» **DATASET ROWS**:
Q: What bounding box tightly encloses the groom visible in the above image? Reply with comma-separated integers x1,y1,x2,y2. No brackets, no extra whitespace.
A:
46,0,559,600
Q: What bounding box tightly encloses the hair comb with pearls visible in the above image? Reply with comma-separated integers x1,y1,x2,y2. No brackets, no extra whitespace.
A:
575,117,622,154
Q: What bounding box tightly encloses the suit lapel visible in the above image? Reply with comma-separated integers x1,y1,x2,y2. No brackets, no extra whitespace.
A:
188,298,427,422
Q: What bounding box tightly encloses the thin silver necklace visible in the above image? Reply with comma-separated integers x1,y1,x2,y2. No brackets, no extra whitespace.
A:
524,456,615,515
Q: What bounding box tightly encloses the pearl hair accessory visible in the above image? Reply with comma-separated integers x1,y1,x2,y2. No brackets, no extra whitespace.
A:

» **WHAT IS ASKED**: Write out every line of the records again, requests included, and scale each bounding box coordinate in the answers by 0.3, rounding to whole numbers with halves rounded up. Leave the requests, including the x1,y1,x2,y2 format they describe, unchanged.

» **ANSWER TO THIS PROBLEM**:
Q: What bounding box tightly encloses the groom visible in the above image? Reply with comma-separated integers x1,y1,x2,y2. No brackets, no extra whitespace.
A:
14,0,168,180
Q: What bounding box tightly encloses the hair comb with pearls visible in the above image? Reply with comma-separated integers x1,y1,x2,y2. No brackets, no extra whitespace.
A:
173,35,187,46
Q: What bounding box tightly encloses the suit lapel visible in the above image? Reply with comma-separated integers x1,y1,x2,y2. No brackets, no extra whitespace.
A:
56,89,128,127
Q: What bounding box tightly encloses the thin silver necklace visible in the above image? Reply with comma-separated integers x1,y1,x2,y2. No brackets, no extra whitespace.
A:
157,137,185,155
Q: What bounding box tightly encloses the pearl hair accessory visible in the above image? Reply with comma-separated integers x1,y1,x2,y2. No brackets, no extra whitespace.
A:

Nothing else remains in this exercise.